**Tarefas propostas:**
[A] Liste todos os músicos que aparecem na ficha técnica do trecho sobre a gravação "Big Shoe".
[B] Dê prosseguimento ao trecho sobre a gravação "Big Shoe" a partir da última frase apresentada.

**Trecho original:**

┌──

4. Johnny Hodges. "Big Shoe" (de Side By Side; Verve). Hodges, sax alto; Ben Webster, sax tenor; Roy Eldridge, trompete; Lawrence Brown, trombone; Billy Strayhorn, piano; Wendell Marshall, baixo; Jo Jones, bateria. Gravado em 1958.
Pode tirar - eu sei quem é. Alguém está tentando botar uma banda de alunos pra tocar com Hodges e Webster, e eles não estavam pensando em música, exceto o Ben, talvez. Não sei o que o Hodges estava fazendo... é algo novo? E imagino que seja o Lawrence Brown.
Mas não acho que signifique nada, porque não acho que era o Duke tocando. Se fosse, teriam tocado melhor - às vezes é só o que precisa... Vou lhe dizer, eu não estou muito para comentários hoje. Preferia apenas dar as notas e neste, para Ben Webster eu daria cinco estrelas de novo, pois gosto dele. Mas acho que alguém estava a fim de levantar uma grana com uns discos e aí fizeram essa arrumação.

└──

**Registros fornecidos:**
┌──

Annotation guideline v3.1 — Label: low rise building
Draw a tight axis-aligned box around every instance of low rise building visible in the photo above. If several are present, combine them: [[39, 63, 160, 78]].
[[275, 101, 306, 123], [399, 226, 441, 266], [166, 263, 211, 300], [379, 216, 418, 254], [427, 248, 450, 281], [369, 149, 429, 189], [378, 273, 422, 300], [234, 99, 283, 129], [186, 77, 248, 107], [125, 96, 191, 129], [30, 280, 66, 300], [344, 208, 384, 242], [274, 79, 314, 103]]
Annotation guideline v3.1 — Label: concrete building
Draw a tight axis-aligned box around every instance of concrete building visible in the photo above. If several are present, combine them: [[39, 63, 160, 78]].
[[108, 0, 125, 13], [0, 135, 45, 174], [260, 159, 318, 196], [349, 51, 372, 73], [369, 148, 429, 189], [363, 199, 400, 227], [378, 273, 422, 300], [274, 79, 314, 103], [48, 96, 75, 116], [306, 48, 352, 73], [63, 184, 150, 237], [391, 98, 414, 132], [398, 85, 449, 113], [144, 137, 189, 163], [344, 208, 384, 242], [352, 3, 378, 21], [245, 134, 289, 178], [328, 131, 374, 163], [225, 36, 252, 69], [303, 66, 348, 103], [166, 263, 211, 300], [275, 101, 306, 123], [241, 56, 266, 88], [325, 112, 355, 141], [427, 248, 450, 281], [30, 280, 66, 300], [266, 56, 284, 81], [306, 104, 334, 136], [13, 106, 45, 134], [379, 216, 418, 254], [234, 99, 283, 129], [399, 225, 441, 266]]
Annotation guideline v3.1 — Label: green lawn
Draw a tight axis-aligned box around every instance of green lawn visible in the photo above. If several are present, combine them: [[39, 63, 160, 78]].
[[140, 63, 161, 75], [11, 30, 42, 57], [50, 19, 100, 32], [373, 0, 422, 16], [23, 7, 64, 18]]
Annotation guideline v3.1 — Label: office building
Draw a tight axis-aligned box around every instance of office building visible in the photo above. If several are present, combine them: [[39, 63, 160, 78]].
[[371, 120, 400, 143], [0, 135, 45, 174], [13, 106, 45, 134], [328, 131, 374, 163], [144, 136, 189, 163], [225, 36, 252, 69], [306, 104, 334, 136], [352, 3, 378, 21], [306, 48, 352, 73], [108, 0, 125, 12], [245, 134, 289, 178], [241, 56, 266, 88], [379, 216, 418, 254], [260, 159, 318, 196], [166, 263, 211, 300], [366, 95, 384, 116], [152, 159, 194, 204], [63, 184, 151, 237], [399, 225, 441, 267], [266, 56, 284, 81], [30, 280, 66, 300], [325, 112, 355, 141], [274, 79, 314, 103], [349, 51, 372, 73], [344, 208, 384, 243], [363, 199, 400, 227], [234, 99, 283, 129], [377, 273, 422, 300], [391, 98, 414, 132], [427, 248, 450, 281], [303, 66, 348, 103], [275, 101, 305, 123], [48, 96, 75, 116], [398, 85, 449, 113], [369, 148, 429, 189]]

└──

**Respostas:**
[A] Johnny Hodges, Ben Webster, Roy Eldridge, Lawrence Brown, Billy Strayhorn, Wendell Marshall e Jo Jones.

[B]
Agora vou lhe dizer como eu sei que não é o Duke ali. Se você ouvir aquele disco dele que saiu agora com o Dizzy, note como o Duke faz os acordes...; tem uma porção de "cats" jovens por aí que poderiam aprender a maneira como ele faz os acordes, como ele faz o acompanhamento. Esse cara nesse disco do Hodges tocou todos os chorus no blues e tocou-os diferentes; ele não criou nada; daí eu sei que o pianista não era o Duke, era alguém ali tentando se virar.

Charlie Mingus #2
2a. parte, publicada em 12 de maio de 1960

"Ninguém disse pra vocês antes que vocês são impostores. Vocês estão aqui porque o jazz dá publicidade, jazz é popular... Vocês gostam de estarem associados a algo assim. Mas isso não faz de vocês conhecedores dessa arte só porque a seguem por aí....Um ceguinho pode ir a uma exposição de Picasso e Kline, não ver as obras e comentar por detrás de seus óculos escuros, "Caramba! São as pinturas mais fantásticas até hoje, são demais"! Vocês também podem. Pelo menos estão de óculos escuros e orelhas entupidas".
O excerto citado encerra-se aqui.